WHAT YOU ARE ASKED TO DO
Transcribe the listing below only from the line with "Target: sleeve logo patch" up to and including the line with "If you could locate the smiling".

───

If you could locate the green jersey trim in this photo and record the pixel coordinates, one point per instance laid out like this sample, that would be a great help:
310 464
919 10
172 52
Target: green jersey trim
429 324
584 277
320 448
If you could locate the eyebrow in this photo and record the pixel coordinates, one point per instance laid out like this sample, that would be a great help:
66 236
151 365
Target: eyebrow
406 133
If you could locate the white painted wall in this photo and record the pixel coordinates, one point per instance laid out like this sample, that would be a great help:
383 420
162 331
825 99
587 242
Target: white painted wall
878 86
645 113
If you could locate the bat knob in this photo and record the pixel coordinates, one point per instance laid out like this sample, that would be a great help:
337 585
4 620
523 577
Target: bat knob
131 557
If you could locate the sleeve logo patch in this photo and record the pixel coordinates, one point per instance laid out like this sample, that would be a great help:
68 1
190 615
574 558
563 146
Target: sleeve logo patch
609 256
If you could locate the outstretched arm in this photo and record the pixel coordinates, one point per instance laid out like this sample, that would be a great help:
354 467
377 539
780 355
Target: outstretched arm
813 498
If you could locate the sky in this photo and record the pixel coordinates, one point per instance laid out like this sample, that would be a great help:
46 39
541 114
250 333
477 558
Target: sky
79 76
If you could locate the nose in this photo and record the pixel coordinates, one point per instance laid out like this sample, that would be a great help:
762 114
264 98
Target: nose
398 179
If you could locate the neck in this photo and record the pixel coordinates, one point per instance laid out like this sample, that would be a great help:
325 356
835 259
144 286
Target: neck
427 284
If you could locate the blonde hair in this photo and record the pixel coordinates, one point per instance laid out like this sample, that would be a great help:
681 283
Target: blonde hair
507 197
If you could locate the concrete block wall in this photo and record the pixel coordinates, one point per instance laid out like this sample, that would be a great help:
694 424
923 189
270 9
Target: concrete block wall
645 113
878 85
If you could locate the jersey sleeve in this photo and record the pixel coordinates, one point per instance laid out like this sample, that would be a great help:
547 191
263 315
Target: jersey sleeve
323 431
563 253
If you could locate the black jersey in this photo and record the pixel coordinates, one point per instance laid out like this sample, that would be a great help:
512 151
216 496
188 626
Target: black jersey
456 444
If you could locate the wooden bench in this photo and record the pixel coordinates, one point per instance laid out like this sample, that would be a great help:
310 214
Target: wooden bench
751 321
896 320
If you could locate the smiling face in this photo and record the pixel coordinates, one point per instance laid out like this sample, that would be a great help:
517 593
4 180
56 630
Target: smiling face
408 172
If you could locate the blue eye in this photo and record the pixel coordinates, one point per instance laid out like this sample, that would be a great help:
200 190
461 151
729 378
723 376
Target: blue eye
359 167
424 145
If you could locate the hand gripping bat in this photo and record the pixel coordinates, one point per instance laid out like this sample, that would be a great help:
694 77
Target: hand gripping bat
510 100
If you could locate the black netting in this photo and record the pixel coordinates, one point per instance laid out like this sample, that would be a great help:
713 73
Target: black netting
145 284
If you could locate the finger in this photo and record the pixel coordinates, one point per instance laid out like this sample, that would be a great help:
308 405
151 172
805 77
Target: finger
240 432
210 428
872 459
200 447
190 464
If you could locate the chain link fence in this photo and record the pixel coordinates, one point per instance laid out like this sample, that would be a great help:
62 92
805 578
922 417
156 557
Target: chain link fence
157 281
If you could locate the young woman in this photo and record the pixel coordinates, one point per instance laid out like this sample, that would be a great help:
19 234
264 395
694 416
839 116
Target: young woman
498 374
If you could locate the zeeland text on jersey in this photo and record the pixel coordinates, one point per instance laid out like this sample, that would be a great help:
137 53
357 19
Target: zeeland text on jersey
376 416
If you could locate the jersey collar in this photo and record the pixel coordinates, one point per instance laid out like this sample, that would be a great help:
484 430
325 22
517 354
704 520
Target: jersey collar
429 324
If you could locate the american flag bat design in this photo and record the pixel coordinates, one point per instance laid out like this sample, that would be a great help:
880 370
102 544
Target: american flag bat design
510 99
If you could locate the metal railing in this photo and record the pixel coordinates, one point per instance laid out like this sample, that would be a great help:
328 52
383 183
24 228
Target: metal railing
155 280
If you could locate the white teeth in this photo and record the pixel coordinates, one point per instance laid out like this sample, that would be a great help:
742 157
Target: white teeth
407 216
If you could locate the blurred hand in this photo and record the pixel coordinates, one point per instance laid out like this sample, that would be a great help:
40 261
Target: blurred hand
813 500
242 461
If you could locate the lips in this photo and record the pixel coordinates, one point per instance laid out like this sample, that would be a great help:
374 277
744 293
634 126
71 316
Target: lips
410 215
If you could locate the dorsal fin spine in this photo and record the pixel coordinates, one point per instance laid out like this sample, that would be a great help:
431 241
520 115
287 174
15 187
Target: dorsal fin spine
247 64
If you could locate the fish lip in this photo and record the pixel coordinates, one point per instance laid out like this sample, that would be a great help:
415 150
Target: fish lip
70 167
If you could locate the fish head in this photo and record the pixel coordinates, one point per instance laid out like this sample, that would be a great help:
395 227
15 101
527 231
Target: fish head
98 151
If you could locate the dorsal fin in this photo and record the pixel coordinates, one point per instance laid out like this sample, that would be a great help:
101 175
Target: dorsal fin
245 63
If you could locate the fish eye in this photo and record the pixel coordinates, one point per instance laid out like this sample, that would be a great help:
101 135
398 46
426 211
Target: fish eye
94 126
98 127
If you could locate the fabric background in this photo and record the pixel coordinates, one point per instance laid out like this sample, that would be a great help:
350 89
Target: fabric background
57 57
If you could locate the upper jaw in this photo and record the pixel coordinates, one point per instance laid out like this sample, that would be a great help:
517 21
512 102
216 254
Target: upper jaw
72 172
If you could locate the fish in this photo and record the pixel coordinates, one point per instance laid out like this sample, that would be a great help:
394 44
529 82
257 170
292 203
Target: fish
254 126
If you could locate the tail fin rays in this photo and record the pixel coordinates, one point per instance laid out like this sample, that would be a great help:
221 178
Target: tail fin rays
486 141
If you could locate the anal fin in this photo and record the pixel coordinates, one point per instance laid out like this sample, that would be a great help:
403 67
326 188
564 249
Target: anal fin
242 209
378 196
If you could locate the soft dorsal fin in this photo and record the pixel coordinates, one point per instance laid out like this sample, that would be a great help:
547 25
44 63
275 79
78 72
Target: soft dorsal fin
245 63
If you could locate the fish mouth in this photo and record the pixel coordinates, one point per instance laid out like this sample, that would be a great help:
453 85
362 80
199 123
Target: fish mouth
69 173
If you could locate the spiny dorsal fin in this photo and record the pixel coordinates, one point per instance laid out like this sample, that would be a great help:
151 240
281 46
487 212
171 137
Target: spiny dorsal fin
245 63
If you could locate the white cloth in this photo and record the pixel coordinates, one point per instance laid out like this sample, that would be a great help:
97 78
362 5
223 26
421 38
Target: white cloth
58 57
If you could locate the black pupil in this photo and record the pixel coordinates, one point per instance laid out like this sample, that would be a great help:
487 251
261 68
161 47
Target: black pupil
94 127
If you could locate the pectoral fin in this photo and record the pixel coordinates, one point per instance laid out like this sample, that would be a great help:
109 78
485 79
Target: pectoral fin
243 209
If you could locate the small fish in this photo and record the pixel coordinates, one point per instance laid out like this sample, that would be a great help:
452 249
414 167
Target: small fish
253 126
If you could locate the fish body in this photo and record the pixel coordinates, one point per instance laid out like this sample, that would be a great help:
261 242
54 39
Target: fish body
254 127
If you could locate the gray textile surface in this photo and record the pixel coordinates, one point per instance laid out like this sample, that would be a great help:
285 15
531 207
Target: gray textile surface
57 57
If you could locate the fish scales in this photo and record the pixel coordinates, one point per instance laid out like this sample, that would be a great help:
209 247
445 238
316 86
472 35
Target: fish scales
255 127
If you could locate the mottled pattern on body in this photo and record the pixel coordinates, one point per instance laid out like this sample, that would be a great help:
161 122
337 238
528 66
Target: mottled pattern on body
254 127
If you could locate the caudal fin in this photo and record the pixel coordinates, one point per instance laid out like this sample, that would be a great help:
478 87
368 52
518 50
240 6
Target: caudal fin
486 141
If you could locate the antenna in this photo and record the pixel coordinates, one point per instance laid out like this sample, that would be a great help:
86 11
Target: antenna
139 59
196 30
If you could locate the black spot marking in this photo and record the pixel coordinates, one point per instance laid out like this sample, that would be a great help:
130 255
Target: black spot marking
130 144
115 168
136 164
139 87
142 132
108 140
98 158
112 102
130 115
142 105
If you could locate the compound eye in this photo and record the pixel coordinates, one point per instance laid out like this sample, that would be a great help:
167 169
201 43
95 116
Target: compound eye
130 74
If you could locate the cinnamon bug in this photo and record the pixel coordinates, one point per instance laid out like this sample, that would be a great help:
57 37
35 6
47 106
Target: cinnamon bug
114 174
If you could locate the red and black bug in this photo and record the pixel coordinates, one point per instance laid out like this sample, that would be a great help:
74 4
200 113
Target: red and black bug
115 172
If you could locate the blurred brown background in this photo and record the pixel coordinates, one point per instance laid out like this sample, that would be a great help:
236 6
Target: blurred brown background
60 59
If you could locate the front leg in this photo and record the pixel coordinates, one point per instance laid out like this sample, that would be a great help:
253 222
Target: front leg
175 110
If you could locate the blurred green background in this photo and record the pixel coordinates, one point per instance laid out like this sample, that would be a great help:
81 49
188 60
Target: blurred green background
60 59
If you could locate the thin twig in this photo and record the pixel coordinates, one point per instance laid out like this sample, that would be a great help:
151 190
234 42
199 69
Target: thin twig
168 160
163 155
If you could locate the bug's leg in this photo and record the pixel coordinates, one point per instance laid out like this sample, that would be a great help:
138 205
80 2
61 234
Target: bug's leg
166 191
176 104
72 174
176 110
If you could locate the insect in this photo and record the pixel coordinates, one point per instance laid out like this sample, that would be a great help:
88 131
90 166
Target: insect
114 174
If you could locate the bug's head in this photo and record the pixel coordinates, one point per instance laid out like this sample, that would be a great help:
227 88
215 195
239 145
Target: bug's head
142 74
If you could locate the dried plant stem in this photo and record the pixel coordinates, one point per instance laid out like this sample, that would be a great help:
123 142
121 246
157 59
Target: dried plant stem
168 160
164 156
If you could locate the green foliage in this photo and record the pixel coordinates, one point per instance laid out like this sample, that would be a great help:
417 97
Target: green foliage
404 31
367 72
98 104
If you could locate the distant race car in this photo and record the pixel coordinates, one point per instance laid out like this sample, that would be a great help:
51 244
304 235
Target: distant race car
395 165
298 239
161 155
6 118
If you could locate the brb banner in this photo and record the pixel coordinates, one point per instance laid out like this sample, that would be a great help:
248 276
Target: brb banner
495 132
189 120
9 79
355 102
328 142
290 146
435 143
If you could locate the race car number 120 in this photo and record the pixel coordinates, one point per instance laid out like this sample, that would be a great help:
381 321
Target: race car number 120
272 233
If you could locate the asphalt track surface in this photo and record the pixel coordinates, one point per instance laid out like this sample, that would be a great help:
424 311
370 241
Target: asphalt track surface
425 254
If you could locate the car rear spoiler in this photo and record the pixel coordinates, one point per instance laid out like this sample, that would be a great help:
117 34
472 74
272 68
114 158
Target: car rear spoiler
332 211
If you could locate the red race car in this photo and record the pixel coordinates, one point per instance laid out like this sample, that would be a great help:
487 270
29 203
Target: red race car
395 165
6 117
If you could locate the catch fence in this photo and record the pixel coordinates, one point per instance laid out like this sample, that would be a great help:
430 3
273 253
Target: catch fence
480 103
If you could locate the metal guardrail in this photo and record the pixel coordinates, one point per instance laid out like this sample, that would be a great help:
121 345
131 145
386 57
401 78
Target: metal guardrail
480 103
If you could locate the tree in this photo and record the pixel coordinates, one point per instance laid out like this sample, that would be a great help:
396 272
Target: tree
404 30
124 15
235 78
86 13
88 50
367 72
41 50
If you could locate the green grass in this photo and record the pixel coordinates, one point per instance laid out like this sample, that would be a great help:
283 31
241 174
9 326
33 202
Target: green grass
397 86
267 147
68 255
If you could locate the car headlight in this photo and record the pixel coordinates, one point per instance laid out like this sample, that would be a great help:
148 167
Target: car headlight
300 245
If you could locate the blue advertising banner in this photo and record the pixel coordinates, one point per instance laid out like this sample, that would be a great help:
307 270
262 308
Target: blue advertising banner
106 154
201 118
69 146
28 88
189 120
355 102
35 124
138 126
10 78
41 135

───

WRITTEN REPLY
Target: sleeve logo patch
609 256
If you could locate the outstretched arm in this photo and record the pixel coordinates, one point per instance laid out like this sample, that would be a great help:
354 467
377 539
780 355
Target: outstretched arm
813 498
If you could locate the sky in this photo and record the pixel coordinates, one point per instance laid out like this sample, that would be a great help:
46 39
541 114
250 333
477 558
Target: sky
79 76
If you could locate the nose in this photo and record the pixel coordinates, one point per instance laid out like this sample, that would be a great help:
762 114
264 98
Target: nose
398 179
If you could locate the neck in this photo and record the pixel coordinates, one point per instance laid out like this sample, that would be a great help:
325 356
835 259
144 286
Target: neck
427 284
If you could locate the blonde hair in this photo and record the pixel coordinates, one point per instance laid out like this sample, that would be a great help:
681 283
Target: blonde hair
507 197
If you could locate the concrete block wall in this photo and record the pixel coordinates, one point per instance laid out like this sample, that would be a great help:
694 424
923 189
270 9
Target: concrete block wall
645 113
878 85
If you could locate the jersey sleeve in this photo and record the pixel coordinates, one point per instance laid out like this sample, that would be a great help:
547 191
263 315
Target: jersey sleeve
323 431
563 253
If you could locate the black jersey in this photo and record the pixel coordinates, one point per instance laid out like this sample, that would be a great help:
512 151
216 496
188 626
Target: black jersey
456 444
If you could locate the wooden bench in this photo and record the pixel coordinates, one point per instance laid out like this sample, that would be a great help:
310 214
Target: wooden bench
751 321
896 320
If you could locate the smiling face in this photo and record the pixel coordinates, one point per instance laid out like this sample, that would be a great help:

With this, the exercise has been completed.